EXTRAIT DE PAGE ::

Happening

Happening

À la fin des années 1950, un happening était une performance (au sens anglais du mot : « représentation »), un événement ou une situation qui pouvait être considéré comme un art.

Utilisé pour la première fois dans la langue française en 1963, ce substantif est emprunté à l'anglais (participe présent du verbe to happen : arriver, se produire). Une traduction possible serait une « intervention artistique ».

Le happening se distingue de la simple performance par son caractère spontané et le fait qu'il exige la participation active du public. Ainsi, pour Allan Kaprow :

« Structurellement et philosophiquement, c’est la même chose » mais « la performance est en réalité un évènement artistique, et il se produit devant un public » contrairement au happening qui lui n'a « pas de public. Seulement des intervenants » et qui ne comporte « pas de références à la culture artistique. Pas de références à la musique, au théâtre, à la littérature[1]. »

Sommaire

Historique

Origines

Allan Kaprow utilisa la première fois le terme « happening » l’été de 1957 à un pique-nique d’art dans la ferme de George Segal pour décrire les pièces qui s’y déroulaient alors. Happening apparut pour la première fois sur papier dans le numéro d'hiver 1958 du magazine Anthologist, tenu par des étudiants en littérature de l'université de Rutgers. L'idée du happening se répandit et le terme fut adopté par des artistes américains, allemands, japonais… Jack Kerouac décrit Kaprow comme « l’homme des happenings ».

Une publicité américaine de l’époque montre une femme flottant dans l’espace déclarant :

« J'ai rêvé que j'assistais à un happening dans mon soutien-gorge Maidenform. »

On se réfère en général à la pièce de Kaprow, 18 happenings in 6 Parts (1959), comme au premier happening. On considère cependant que le premier happening eut lieu en 1952 avec la représentation de Theater Piece No. 1 au Black Mountain College, par John Cage, qui fut le professeur de Kaprow dans le milieu des années 1950. Les personnes qui assistèrent à cette performance ne rendent souvent pas compte de ce qui s’y déroula exactement de la même manière, mais la plupart s’accordent sur le fait que Cage récita de la poésie et lut des textes, M. C. Richards lut des extraits de son œuvre poétique, Robert Rauschenberg montra quelques-uns de ses tableaux et fit jouer des enregistrements sur phonographe, David Tudor joua sur un piano préparé et que Merce Cunningham dansa. Toutes ces actions se déroulèrent en même temps, et parmi le public autant que sur la scène.

À la fin des années 1950 et au début des années 1960, la pratique du happening se propagea à New York. Carolee Schneemann, Red Grooms, Robert Whitman, Jim Dine, Claes Oldenburg et Robert Rauschenberg comptent comme les figures clés de cette forme artistique. Certains de leurs travaux sont documentés dans le livre de Michael Kirby Happenings (1966).

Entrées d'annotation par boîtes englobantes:

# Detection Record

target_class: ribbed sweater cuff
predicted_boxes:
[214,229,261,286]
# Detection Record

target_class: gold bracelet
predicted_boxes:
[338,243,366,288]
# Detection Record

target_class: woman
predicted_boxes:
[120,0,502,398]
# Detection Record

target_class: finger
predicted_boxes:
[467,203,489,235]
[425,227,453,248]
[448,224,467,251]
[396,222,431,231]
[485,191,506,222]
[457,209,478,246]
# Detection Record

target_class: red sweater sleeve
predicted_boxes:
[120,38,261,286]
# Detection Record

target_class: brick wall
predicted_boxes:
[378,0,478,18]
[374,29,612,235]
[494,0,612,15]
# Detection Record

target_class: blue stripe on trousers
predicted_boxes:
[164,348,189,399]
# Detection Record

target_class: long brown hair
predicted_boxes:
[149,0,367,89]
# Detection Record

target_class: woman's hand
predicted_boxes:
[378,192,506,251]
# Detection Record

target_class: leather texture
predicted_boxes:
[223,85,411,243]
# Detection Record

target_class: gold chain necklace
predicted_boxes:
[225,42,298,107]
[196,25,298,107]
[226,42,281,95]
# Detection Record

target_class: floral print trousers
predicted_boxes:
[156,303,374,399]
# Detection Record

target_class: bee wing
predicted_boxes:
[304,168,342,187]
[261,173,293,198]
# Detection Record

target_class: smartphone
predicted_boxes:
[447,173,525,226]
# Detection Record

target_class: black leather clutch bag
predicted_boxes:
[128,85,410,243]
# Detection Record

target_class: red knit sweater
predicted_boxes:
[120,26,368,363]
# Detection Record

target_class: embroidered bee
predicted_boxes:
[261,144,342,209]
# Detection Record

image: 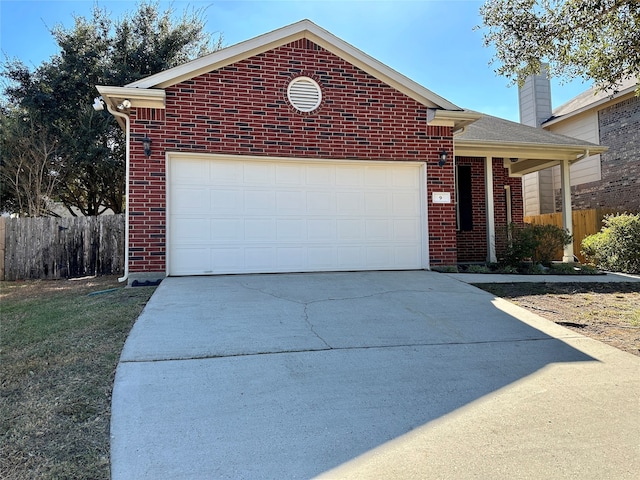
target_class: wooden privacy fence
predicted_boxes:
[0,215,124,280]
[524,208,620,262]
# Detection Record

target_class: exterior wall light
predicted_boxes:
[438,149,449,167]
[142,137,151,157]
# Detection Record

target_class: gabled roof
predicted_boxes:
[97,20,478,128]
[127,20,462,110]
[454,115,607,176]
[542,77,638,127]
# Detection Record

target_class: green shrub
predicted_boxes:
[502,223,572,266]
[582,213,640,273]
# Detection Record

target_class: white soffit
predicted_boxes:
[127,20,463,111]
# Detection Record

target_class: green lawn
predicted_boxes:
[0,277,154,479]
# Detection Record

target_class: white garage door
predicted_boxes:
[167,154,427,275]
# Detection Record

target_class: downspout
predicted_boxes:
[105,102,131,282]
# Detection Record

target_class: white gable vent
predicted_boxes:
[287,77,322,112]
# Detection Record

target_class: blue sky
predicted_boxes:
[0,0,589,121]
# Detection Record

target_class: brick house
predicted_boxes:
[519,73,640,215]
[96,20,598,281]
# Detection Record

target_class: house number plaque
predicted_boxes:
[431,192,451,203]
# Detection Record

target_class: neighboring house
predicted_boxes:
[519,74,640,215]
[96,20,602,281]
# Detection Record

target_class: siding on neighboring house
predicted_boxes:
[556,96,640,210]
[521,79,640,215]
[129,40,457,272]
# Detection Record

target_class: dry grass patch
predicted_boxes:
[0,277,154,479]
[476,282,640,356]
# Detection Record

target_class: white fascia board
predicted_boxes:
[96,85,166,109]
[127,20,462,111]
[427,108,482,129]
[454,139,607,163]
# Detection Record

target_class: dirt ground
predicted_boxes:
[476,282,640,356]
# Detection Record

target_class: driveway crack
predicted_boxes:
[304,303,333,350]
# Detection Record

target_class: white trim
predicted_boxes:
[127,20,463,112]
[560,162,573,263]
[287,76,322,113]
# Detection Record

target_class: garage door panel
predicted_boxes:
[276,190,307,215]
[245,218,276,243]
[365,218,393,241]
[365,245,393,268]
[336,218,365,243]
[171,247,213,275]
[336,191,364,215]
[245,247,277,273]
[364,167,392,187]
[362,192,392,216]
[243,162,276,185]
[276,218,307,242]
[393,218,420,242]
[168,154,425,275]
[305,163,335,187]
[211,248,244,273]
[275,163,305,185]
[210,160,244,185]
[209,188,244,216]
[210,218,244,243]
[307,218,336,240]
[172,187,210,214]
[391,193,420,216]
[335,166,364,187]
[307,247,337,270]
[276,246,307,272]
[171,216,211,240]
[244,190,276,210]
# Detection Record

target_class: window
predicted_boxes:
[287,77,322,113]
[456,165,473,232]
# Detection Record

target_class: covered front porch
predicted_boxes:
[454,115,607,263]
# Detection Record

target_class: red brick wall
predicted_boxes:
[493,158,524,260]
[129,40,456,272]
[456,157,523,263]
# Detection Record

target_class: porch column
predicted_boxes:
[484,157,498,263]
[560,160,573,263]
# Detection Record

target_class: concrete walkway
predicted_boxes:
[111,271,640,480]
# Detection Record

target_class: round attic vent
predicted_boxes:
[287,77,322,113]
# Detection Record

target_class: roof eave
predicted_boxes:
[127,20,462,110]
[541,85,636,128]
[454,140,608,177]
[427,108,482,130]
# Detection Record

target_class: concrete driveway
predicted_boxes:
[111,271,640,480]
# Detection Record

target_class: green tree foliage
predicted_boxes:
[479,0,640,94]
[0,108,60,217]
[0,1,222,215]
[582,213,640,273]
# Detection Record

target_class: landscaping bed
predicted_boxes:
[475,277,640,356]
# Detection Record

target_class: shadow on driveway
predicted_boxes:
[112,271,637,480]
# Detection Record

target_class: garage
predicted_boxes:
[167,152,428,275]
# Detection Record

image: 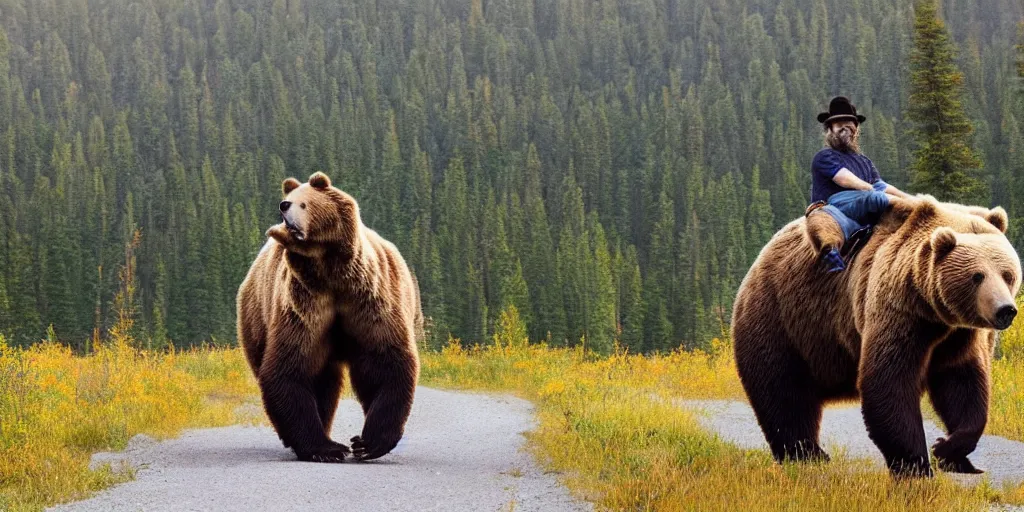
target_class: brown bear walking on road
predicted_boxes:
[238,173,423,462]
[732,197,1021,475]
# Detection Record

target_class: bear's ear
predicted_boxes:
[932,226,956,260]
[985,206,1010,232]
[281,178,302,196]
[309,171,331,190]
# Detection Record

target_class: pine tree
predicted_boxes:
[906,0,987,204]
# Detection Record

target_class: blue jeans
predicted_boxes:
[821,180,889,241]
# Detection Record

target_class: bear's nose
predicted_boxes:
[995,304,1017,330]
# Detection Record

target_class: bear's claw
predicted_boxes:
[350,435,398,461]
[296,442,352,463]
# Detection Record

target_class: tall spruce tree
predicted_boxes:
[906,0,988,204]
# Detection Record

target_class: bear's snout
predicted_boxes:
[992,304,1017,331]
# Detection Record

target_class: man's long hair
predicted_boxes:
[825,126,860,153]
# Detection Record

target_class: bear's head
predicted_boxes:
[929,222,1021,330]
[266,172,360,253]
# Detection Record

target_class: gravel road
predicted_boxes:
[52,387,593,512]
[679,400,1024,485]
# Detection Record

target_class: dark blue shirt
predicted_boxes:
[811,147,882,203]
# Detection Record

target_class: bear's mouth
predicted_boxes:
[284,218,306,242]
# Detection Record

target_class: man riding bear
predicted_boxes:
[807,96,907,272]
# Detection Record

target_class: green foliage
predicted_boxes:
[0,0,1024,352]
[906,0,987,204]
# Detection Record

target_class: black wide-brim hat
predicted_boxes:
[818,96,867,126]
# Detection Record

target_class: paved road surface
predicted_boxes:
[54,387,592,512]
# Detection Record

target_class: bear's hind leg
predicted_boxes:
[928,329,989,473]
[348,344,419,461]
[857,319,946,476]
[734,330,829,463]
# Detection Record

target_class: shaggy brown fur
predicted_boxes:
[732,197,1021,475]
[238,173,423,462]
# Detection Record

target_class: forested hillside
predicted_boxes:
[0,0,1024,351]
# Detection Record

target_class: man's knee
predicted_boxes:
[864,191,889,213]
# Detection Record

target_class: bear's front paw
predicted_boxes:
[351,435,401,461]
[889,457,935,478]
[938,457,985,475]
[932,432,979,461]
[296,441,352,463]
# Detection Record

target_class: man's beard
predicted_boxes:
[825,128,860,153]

==

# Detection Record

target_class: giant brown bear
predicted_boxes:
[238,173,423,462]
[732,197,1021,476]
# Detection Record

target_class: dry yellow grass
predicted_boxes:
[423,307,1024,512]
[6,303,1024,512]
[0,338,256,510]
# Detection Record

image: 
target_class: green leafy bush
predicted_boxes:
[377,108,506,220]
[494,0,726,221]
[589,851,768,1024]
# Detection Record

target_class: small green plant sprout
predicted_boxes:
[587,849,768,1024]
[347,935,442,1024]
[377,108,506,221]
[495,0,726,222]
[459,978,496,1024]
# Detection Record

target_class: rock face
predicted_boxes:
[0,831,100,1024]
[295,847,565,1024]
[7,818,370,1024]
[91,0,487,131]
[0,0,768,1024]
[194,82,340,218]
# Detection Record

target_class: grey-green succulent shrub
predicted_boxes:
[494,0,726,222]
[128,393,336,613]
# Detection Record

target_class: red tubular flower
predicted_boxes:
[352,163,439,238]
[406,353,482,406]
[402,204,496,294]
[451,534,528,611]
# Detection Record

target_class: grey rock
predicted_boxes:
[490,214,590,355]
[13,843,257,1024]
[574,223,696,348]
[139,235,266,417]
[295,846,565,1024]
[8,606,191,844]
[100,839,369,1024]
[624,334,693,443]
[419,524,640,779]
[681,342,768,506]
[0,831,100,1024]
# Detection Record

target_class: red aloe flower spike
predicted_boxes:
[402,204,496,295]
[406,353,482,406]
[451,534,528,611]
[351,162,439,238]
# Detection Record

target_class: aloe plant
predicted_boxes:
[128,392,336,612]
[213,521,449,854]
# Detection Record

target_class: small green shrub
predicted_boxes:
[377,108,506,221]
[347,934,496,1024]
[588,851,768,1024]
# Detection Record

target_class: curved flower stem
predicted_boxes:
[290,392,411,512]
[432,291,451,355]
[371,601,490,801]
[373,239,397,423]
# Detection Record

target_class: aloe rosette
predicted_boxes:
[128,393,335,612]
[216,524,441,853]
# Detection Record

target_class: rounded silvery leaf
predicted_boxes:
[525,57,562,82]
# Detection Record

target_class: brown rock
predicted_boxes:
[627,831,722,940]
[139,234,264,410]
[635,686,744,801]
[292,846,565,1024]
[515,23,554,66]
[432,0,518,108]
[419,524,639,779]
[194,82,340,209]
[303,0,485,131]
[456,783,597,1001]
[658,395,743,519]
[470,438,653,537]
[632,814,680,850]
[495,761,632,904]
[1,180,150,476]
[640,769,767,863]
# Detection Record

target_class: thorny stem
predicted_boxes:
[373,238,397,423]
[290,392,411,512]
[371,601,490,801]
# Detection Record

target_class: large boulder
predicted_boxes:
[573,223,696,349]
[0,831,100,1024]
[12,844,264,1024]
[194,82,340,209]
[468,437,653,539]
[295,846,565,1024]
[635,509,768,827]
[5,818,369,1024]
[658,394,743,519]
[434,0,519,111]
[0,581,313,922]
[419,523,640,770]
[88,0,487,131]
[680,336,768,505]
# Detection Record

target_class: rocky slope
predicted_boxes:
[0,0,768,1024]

---

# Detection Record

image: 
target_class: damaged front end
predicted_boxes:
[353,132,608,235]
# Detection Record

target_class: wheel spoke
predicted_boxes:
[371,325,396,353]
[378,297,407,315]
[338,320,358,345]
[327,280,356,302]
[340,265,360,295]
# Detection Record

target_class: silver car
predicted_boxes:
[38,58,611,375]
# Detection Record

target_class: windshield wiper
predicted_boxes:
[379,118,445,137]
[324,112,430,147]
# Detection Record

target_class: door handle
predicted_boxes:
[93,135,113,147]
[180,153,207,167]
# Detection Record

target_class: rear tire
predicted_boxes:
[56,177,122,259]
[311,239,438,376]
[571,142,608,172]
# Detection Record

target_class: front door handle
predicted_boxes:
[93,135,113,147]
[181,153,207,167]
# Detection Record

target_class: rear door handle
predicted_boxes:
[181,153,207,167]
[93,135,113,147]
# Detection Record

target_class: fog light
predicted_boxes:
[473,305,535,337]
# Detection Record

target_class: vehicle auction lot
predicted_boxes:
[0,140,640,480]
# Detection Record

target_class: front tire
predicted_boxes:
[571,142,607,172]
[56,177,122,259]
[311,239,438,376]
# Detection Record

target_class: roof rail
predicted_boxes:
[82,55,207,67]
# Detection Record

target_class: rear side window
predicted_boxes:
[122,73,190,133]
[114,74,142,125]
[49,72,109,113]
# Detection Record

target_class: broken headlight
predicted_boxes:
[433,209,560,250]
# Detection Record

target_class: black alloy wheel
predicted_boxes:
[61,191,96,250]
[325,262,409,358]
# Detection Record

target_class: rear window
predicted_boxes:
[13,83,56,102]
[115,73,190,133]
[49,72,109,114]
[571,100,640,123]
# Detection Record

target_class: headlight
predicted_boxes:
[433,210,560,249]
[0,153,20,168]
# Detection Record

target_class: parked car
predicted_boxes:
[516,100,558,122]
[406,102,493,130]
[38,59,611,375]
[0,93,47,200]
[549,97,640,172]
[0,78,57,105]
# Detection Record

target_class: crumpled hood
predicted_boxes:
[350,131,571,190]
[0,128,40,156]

PETIT EXERCICE :: Renvoyez sans rien changer le passage du texte sur le happening qui commence à « À la fin des années 1950 et » et finit à « Kirby Happenings (1966). ».

RÉPONSE RÉDIGÉE ::
À la fin des années 1950 et au début des années 1960, la pratique du happening se propagea à New York. Carolee Schneemann, Red Grooms, Robert Whitman, Jim Dine, Claes Oldenburg et Robert Rauschenberg comptent comme les figures clés de cette forme artistique. Certains de leurs travaux sont documentés dans le livre de Michael Kirby Happenings (1966).